### Instructions for the task
All lines holding the string "shoe" should be copied from the data below.

Excerpts from a dataset:

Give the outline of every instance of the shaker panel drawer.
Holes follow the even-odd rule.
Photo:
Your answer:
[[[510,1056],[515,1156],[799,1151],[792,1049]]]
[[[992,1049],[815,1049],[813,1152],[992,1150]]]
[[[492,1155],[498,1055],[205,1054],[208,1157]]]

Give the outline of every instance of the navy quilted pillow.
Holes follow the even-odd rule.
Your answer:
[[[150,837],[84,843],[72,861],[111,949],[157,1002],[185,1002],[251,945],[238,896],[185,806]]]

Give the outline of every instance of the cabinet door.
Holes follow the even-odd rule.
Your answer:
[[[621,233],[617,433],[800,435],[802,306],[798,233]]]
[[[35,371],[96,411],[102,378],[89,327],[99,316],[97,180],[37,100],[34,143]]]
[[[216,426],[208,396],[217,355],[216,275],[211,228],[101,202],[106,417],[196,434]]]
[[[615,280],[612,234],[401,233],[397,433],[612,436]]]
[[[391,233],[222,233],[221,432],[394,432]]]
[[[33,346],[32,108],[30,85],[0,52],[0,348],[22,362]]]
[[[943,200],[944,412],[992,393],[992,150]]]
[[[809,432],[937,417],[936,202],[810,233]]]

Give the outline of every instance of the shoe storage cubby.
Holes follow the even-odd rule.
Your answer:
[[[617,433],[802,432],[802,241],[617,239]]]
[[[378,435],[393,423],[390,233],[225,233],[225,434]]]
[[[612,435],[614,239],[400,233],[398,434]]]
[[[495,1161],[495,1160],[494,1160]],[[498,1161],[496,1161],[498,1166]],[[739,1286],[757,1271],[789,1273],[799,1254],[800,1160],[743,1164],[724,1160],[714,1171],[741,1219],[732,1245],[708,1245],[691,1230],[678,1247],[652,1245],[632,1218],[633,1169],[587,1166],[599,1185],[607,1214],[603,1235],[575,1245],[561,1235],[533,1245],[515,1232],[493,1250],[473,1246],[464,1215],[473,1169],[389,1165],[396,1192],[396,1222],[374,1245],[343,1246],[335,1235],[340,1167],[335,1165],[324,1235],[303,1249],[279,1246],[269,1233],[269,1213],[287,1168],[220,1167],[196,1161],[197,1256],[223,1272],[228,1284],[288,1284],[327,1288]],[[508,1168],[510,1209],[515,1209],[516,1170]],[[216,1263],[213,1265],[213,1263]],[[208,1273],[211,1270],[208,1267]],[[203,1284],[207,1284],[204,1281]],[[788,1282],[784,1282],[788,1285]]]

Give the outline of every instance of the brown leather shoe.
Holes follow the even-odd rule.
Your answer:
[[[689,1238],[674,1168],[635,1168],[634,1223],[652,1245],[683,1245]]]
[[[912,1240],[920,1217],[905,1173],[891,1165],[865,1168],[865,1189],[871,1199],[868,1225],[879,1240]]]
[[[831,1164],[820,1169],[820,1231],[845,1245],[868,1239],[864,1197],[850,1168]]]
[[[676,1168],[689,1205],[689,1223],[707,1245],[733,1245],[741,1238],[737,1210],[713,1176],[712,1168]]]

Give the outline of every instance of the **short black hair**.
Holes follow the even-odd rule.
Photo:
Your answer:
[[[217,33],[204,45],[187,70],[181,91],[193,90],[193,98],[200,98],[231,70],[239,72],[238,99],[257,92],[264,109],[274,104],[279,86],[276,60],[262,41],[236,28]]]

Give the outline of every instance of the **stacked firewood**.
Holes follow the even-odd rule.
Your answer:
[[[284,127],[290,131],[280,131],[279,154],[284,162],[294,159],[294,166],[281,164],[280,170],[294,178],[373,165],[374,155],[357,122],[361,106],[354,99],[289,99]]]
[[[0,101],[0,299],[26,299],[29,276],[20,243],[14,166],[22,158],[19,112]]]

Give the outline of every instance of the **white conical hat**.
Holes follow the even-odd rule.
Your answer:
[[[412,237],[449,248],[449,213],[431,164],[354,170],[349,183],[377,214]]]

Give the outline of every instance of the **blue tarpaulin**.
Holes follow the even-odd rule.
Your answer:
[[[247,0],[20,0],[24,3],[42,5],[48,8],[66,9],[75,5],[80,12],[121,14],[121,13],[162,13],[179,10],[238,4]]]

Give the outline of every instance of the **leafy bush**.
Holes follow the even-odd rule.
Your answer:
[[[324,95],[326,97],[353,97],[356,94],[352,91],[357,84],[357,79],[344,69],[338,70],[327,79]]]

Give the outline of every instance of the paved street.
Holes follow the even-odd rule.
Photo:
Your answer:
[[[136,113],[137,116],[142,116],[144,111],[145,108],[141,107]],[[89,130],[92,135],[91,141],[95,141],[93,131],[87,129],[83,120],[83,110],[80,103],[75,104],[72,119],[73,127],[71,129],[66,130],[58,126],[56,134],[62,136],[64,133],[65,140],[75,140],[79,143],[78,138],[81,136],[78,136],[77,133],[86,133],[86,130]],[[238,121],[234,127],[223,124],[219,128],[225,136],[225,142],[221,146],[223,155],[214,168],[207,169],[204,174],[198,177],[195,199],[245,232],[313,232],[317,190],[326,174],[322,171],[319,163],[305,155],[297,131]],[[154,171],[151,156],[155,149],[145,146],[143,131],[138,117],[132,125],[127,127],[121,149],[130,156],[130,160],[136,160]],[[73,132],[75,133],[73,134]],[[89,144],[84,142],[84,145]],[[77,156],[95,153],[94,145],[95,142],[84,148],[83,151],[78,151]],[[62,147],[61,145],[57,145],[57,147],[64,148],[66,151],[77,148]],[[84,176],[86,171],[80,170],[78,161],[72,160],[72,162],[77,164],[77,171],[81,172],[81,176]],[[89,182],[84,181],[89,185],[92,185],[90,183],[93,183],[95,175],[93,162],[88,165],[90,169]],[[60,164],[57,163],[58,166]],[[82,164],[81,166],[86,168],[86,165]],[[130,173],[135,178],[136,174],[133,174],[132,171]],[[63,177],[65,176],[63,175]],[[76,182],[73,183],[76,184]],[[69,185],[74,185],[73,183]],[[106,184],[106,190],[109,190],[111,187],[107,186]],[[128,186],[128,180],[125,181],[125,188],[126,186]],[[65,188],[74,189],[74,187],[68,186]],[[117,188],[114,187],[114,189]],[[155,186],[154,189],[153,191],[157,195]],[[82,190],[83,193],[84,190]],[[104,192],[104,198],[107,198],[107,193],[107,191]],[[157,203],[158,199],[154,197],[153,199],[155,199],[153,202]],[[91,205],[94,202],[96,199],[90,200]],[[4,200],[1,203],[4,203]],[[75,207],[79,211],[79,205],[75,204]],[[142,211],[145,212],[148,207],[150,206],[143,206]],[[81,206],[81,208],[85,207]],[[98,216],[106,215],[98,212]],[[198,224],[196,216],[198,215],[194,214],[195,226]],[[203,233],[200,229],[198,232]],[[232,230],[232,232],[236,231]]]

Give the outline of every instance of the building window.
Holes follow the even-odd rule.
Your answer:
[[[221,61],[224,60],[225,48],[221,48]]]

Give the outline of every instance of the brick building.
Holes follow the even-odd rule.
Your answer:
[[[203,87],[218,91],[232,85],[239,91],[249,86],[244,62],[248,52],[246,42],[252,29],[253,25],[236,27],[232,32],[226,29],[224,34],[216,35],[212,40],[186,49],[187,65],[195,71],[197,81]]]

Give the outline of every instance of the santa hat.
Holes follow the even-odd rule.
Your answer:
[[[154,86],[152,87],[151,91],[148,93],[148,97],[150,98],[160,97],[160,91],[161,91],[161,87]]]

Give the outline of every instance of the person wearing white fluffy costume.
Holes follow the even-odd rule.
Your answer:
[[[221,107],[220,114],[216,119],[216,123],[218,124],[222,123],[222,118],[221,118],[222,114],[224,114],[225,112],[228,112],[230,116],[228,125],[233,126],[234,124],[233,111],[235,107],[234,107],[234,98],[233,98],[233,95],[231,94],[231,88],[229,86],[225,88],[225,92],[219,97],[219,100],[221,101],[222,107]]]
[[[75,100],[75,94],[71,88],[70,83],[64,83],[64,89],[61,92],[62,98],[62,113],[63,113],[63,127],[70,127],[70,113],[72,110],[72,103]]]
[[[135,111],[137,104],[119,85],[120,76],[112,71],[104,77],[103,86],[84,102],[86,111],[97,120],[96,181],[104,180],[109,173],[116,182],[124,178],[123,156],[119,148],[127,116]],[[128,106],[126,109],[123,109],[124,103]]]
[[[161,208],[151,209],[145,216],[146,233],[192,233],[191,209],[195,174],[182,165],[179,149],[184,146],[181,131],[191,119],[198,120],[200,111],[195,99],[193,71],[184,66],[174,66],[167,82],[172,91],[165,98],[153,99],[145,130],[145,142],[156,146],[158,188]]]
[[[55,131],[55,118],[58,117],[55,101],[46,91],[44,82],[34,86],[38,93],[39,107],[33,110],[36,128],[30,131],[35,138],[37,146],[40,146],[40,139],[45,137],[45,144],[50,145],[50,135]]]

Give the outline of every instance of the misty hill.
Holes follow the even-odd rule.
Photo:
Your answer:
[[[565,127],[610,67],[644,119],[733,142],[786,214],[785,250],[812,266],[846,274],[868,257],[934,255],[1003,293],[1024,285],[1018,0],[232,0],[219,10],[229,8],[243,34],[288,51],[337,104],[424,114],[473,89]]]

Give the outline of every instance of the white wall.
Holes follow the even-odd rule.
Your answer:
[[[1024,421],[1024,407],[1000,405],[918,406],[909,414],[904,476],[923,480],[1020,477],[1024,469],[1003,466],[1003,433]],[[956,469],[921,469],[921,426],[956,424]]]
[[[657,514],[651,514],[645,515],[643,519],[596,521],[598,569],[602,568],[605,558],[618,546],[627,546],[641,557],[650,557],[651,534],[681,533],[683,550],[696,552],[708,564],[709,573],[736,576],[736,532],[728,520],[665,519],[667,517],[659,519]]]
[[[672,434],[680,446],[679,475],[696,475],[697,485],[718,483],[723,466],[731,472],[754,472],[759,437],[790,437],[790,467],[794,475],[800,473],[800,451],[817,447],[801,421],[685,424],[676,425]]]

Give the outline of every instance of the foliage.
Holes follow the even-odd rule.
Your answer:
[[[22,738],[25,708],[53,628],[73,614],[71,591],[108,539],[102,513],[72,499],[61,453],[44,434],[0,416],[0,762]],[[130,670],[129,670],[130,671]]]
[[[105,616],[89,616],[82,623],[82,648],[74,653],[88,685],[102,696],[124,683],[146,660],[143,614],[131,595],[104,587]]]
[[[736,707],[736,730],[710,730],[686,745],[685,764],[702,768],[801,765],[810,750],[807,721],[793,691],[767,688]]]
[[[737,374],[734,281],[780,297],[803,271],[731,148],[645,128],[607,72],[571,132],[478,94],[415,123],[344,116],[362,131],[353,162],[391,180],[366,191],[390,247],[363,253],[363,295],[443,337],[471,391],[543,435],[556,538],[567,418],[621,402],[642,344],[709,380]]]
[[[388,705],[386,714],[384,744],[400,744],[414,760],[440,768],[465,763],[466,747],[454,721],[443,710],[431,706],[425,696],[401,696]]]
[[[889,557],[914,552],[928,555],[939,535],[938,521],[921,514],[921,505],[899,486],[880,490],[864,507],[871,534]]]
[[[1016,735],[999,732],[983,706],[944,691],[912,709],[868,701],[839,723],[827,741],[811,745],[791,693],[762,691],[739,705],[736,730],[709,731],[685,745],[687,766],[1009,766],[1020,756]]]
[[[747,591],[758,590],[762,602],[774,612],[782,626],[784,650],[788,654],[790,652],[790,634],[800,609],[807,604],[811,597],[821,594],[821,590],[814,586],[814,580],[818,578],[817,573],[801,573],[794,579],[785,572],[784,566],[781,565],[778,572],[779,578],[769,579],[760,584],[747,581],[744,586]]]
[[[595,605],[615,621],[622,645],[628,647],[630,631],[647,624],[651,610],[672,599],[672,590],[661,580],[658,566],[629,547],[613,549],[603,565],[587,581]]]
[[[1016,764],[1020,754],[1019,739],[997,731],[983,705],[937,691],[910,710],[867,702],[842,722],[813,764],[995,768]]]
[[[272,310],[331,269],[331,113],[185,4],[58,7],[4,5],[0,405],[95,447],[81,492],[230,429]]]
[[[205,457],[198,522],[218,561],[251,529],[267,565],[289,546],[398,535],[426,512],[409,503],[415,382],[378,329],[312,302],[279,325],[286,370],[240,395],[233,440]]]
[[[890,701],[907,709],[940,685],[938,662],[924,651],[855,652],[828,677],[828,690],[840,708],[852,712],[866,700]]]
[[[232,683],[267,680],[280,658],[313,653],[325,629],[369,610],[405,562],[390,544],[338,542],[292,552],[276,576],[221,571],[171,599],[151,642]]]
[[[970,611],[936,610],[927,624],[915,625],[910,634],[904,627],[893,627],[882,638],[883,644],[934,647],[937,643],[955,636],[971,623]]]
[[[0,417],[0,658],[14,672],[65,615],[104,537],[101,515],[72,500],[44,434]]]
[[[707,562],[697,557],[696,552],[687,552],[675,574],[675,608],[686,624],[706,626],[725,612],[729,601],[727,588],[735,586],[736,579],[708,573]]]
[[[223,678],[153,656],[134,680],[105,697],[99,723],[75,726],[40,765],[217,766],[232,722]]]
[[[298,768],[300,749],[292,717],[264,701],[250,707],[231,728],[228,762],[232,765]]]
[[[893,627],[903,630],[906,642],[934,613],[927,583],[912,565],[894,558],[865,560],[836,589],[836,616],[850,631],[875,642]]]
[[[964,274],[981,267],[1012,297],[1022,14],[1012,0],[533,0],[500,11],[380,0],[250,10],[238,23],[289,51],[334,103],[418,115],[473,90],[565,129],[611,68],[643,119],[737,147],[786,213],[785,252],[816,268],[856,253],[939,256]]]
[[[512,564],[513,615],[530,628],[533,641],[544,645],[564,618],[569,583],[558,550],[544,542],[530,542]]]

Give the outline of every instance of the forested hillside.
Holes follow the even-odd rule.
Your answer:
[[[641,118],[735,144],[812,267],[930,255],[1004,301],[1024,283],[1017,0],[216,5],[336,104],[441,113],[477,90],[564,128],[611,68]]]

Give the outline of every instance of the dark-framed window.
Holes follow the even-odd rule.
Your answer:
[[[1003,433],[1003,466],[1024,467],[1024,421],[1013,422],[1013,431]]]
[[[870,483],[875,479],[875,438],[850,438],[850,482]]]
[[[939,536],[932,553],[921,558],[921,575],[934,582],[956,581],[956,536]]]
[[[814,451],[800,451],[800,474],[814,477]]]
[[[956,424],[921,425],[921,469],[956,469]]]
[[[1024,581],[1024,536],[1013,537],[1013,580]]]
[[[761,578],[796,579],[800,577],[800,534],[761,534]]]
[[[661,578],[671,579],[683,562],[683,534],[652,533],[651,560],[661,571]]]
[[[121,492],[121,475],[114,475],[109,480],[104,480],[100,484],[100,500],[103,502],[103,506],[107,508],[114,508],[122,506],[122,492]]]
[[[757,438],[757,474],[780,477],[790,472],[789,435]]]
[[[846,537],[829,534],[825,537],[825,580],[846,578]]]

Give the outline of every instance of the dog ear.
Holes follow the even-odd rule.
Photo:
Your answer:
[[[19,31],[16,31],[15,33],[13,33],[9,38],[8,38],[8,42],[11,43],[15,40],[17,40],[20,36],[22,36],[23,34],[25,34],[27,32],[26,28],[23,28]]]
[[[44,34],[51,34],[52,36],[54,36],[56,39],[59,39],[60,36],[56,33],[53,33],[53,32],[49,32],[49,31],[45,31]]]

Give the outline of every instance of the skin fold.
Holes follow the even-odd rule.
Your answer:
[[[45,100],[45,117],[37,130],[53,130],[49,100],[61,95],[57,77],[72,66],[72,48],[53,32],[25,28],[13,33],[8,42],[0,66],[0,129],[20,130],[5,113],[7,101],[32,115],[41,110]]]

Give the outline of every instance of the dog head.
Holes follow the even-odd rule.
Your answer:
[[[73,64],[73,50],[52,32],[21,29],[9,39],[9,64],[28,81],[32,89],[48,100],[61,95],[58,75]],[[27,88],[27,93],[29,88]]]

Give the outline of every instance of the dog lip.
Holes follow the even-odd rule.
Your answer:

### Answer to the problem
Give the outline of every instance of the shoe storage cubby.
Give the outline of every instance of the brown leather shoe.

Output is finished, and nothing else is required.